>> start Given data

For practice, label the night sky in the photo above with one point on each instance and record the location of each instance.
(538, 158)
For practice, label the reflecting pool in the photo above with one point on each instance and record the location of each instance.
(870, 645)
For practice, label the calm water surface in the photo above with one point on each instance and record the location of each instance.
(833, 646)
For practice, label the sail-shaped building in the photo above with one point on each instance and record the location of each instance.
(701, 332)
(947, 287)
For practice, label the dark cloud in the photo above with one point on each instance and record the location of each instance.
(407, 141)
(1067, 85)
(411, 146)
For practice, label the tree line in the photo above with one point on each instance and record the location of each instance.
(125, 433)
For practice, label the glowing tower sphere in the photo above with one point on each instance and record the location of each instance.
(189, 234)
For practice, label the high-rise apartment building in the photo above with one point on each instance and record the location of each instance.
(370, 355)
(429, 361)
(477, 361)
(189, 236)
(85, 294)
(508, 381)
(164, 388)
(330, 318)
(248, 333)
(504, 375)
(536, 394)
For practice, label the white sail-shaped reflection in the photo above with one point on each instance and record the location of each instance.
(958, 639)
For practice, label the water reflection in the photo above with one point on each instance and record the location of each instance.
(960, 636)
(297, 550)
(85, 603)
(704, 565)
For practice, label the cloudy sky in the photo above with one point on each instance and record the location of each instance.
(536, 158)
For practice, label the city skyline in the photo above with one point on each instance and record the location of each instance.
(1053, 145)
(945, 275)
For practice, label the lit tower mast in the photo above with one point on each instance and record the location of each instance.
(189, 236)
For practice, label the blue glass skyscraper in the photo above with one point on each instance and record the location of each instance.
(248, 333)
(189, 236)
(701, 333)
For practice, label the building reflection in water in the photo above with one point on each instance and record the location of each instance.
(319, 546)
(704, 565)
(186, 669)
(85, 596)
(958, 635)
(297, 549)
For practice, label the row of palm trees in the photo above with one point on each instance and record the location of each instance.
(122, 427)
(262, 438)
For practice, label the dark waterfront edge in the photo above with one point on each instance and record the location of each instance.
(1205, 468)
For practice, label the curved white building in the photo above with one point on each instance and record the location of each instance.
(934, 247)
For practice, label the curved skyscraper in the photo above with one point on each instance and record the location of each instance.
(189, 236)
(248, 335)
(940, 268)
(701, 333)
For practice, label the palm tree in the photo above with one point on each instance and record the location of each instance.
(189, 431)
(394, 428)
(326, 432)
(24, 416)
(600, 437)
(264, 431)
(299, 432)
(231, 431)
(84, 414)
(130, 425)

>> end Given data

** To be done **
Copy all the records above word for word, with no changes.

** Written reply **
For practice, label the night sky in the photo above with one point on each instance and record the location of each instance.
(538, 158)
For practice, label the reflecting pool in the photo above with one point on each instance and record the location of each instance.
(870, 645)
For practice, label the calm water surface in the photo above with one point on each instance and record the location of each instance.
(833, 646)
For practice, label the sail-shaped building in the photo above with one point on each instance and record the location of each instance.
(701, 332)
(947, 287)
For practice, label the dark cloud in the photo above with one point on each instance and record the location of each instance.
(407, 141)
(1067, 85)
(411, 146)
For practice, label the tree line in the photo above with one point on each instance and record the location of each instance.
(125, 433)
For practice, label the glowing tower sphere in the photo above with one point on each instance and record the location of each instance.
(189, 234)
For practice, label the high-rise apartment building in the photo above with one point on each instance and record the location of each instance.
(370, 355)
(429, 361)
(477, 361)
(189, 236)
(85, 294)
(508, 381)
(164, 388)
(330, 318)
(248, 333)
(504, 375)
(536, 394)
For practice, label the white sail-shaped reflection in the photo above with one point on each instance and record the location of each instance.
(958, 639)
For practice, label the water reflection in the photo above with one point on each instance and record the location of each instance.
(960, 636)
(297, 550)
(85, 603)
(704, 565)
For practice, label the cloudy sky in the photo above with one point on each instance and record the location of each instance.
(536, 158)
For practice, label the city skyline in the photo above with one point on each instance and record the location of each instance.
(1053, 145)
(945, 275)
For practice, label the lit tower mast in the photo above with one point on each instance and record the location of each instance.
(189, 236)
For practice, label the blue glass skyscraper in the photo above with one point on each instance and record the location of each instance.
(248, 333)
(189, 236)
(701, 333)
For practice, label the building reflection in water in the photo above with one point on each instance and record the location of each instance.
(319, 546)
(704, 565)
(186, 669)
(85, 596)
(958, 635)
(297, 549)
For practice, label the row of palm trees in the photo above with one point on each instance and record the location of each instance.
(122, 427)
(262, 438)
For practice, label the dark waterfront edge in the photo above with one point on each instance and record the location of each instance.
(1205, 468)
For practice, label the curved white building in the photo above with one point on each instance and record the location of each instance.
(934, 247)
For practice, label the curved skyscraper in the photo above with one point on each instance and record the location of each instance.
(189, 236)
(248, 335)
(940, 268)
(701, 333)
For practice, label the palm tree in the photo above with one point on each instance and record the location of each instance.
(189, 431)
(394, 428)
(326, 432)
(24, 416)
(600, 437)
(264, 431)
(299, 432)
(231, 431)
(84, 414)
(130, 425)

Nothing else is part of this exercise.